**** Text segment

I used eight medium-sized zucchini. Five pounds of zucchini will make about one cup of Amish flour.
How to Prepare Your Zucchini
Wash and dry the zucchini really well.
I cut my zucchini into ¼ inch slices. You can use a mandolin if you choose, but I decided to slice them by hand. If you slice your zucchinis by hand, just make sure you keep the thickness as even as possible, so they dry evenly. Then, I cut off the ends and any bruised parts and fed them to my goat. He was thrilled with the treat!
Alternatively, you can shred your zucchini with a cheese grater or food processor, whichever is easiest for you.
Set Up Your Dehydrator
Every dehydrator is different, so you’ll need to check your manufacturer’s directions. I have an Excalibur. I kept the screens in but took the fruit leather sheets out.
I spread the zucchini slices evenly over the trays. I had plenty of room to put in extra zucchini if I had more to use. Shredded zucchini will dry faster than slices.
According to my directions, I set the dehydrator to 125 degrees Fahrenheit. It took about 12 hours to dry it all out in the humid weather we’ve been having. If your area is very dry, it might take less time. Check it from time to time after about 6 hours.
To dehydrate your squash in the oven, set the temperature as low as possible and keep the door propped open about three or four inches. You may want to aim a fan at the oven door for air circulation to help the squash dry evenly.
Spread your zucchini out on a cooking sheet in the center of the oven and let it dry. It may take around two to five hours.
If you have an air fryer, you can dehydrate your zucchini slices in it. Then, just lay the zucchini in a single layer and watch it carefully.
No matter what method you use for dehydrating, you want the zucchini to come out like, then, crispy chips. But, if there is too much moisture content, they won’t grind up as well.

********
**** Extracted records

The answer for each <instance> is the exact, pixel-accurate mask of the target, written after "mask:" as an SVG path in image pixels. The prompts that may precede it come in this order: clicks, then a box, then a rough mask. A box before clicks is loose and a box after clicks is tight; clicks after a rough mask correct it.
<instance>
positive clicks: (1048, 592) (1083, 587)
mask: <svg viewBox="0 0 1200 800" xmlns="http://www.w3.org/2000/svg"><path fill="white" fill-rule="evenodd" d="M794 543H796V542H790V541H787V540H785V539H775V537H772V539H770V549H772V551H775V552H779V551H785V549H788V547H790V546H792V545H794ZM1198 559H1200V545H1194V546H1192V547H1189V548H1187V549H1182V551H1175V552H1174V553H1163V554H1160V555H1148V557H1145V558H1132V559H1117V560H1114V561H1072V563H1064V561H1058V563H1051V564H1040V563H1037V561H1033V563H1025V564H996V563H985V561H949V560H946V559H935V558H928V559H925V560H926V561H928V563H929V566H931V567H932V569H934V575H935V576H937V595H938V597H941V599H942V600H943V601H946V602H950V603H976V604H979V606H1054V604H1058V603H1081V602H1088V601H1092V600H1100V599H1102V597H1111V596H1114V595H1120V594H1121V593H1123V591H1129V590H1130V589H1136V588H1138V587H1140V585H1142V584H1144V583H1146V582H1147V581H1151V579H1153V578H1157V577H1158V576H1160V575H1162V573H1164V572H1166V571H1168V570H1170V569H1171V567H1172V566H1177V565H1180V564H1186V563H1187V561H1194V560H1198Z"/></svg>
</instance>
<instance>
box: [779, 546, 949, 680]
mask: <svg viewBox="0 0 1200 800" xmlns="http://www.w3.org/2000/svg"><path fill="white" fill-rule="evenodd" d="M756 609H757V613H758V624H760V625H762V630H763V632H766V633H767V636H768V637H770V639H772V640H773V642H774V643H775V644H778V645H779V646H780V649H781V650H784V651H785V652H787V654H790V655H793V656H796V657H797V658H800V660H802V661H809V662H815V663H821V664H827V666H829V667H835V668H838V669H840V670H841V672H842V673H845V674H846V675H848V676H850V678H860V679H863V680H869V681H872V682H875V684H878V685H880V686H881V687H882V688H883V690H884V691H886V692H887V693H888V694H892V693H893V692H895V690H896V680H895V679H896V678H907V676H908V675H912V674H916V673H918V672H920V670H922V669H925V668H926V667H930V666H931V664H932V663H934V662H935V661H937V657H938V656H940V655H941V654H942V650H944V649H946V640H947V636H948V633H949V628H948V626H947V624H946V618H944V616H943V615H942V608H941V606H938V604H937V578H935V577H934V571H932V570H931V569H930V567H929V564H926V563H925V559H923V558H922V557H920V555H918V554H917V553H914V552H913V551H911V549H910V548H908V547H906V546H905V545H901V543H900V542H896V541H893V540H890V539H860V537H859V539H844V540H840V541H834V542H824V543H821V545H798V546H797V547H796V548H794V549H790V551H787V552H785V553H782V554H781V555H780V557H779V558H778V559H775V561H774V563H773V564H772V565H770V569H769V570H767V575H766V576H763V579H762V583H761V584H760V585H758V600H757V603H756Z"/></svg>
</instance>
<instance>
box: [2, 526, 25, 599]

********

> [Tasks and exercises]
1. Return the part of the zucchini-drying text from "Set Up Your" to "leather sheets out.", copied word for word.
2. Translate this sentence from the zucchini-drying text into Spanish: "Shredded zucchini will dry faster than slices."
3. Extend the text on drying zucchini for flour by writing what comes next after its final sentence.
These rows have no connection to the text about drying zucchini.

> [Outputs for the tasks]
1.
Set Up Your Dehydrator
Every dehydrator is different, so you’ll need to check your manufacturer’s directions. I have an Excalibur. I kept the screens in but took the fruit leather sheets out.

2. El calabacín rallado se secará más rápido que las rodajas.

3.
How To Turn Zucchini into Amish Flour
After you’ve fully dehydrated your zucchinis, then you can grind them.
I used a KitchenAid food processor, but you could also use a Nutribullet or blended.
Add a handful of chips at a time – or as many as your food processor can handle. I used the high speed and let the chips grind up. If this is too hard on your food processor, you can use the pulse setting, too.
A word of caution: if your food processor isn’t well sealed (mine wasn’t), you’ll get a fine layer of zucchini powder all over your kitchen! You might have trouble getting a flour-like consistency if your chips aren't thoroughly dried.
You’ll have some leftover chunks and pieces that don’t grind up well. It might take a couple of tries to figure out just how dry your chips need to be. But you also don’t want them to burn.
How to Store Zucchini Flour
You can store your Amish flour in a mason jar with a tight lid. You may want to add a silica packet (don’t open or eat it!) to your jar or vacuum seal it. Moisture will ruin the quality of your flour.
How to Use Zucchini Flour
Zucchini flour can be used as a substitute for regular wheat flour in baking. It will add extra nutrients and fiber – and it’s a great way to snake in some vegetables! Keep in mind that it might add a green hue to your cookies and muffins.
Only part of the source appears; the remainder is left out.